> [Material for this exercise]:
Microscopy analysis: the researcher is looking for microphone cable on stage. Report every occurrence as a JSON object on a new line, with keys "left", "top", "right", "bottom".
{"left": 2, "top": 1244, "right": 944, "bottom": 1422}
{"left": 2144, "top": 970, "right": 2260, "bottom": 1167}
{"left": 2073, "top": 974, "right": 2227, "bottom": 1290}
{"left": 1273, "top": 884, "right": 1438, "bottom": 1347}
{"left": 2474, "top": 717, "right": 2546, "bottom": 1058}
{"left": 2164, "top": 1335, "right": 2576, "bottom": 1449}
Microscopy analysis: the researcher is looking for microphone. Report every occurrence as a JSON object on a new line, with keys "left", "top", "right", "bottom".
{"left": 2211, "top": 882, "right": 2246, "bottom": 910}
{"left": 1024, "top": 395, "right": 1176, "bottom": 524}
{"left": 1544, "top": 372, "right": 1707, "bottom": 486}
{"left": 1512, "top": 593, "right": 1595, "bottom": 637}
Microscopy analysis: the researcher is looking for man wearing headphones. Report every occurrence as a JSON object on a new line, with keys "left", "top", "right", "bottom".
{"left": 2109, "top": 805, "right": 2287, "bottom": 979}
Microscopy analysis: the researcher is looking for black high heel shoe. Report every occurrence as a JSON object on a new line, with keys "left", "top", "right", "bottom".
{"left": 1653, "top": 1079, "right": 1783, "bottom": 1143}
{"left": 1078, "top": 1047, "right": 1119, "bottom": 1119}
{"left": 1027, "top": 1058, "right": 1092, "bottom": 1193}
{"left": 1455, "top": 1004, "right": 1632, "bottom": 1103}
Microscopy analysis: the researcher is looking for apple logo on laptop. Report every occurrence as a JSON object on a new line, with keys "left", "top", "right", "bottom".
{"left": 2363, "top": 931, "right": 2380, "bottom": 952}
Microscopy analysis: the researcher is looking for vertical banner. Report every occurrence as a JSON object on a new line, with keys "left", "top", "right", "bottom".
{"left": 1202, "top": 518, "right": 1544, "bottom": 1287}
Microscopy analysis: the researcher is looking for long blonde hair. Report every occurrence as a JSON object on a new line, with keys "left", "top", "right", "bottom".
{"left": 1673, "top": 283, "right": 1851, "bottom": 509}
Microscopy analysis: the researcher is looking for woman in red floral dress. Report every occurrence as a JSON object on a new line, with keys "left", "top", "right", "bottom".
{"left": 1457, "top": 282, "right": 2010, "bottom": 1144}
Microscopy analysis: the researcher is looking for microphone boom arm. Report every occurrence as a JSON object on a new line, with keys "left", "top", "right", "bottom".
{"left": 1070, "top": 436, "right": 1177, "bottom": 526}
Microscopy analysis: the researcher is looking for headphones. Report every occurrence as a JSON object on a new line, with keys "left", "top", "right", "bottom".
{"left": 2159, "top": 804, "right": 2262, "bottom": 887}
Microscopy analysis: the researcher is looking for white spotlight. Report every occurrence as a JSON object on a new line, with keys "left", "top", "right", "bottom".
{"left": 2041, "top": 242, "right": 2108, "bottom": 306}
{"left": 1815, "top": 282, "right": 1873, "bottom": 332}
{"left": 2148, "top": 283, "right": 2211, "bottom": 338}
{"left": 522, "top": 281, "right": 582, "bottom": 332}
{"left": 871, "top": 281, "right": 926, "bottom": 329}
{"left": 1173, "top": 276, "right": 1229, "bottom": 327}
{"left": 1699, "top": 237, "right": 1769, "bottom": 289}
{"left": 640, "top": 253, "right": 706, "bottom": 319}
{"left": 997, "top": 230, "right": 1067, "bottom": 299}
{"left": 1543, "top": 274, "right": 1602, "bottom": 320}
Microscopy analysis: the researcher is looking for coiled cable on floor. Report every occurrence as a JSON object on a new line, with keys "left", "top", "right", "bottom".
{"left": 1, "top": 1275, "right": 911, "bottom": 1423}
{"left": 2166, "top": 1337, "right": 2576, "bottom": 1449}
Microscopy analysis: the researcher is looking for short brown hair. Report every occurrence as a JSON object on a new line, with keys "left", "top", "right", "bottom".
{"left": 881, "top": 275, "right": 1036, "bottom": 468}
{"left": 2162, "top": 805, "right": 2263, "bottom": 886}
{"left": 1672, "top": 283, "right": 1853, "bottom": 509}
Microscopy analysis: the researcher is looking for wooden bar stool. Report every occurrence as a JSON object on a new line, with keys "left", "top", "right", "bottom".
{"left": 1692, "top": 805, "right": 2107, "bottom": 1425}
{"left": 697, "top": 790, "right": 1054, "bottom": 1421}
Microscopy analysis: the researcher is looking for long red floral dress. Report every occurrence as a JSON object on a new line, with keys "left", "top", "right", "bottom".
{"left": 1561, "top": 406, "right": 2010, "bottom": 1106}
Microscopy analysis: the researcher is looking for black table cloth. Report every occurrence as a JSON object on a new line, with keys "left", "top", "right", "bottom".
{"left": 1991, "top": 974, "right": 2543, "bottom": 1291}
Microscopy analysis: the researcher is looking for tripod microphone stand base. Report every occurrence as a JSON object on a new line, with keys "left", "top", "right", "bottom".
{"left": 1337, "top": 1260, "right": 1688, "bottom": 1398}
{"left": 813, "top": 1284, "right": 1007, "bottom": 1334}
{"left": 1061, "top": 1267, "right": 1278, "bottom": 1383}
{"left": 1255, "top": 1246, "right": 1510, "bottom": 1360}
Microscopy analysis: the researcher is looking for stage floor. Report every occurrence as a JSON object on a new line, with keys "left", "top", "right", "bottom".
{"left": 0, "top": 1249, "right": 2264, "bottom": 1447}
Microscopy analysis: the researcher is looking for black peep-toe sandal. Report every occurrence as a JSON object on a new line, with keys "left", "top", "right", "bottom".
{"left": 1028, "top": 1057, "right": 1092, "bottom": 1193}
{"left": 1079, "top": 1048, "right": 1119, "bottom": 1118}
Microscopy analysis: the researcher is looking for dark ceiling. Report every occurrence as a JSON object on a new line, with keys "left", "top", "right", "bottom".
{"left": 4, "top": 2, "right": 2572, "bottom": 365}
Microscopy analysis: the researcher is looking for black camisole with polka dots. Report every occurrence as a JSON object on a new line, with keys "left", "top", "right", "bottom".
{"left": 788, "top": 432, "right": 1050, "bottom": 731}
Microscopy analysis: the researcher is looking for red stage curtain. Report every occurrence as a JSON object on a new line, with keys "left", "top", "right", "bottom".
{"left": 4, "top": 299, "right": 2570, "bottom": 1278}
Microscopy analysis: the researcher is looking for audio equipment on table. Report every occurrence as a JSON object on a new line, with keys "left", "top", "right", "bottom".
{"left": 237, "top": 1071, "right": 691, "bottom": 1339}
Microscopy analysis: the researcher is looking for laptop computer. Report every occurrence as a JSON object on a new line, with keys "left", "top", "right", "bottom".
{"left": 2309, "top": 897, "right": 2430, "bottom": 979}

> [Work request]: Output the lines from the one with "Microscopy analysis: the researcher is looking for audio" through the end of the records above, exactly, including both ends, and nothing besides.

> [Written answer]:
Microscopy analysis: the researcher is looking for audio equipment on table. Report every occurrence as a JSON object on a new line, with keys "left", "top", "right", "bottom".
{"left": 237, "top": 1071, "right": 691, "bottom": 1339}
Microscopy analysis: the researcher is looking for laptop computer. Report every occurrence as a JSON object on a new line, with keys "left", "top", "right", "bottom".
{"left": 2309, "top": 897, "right": 2430, "bottom": 979}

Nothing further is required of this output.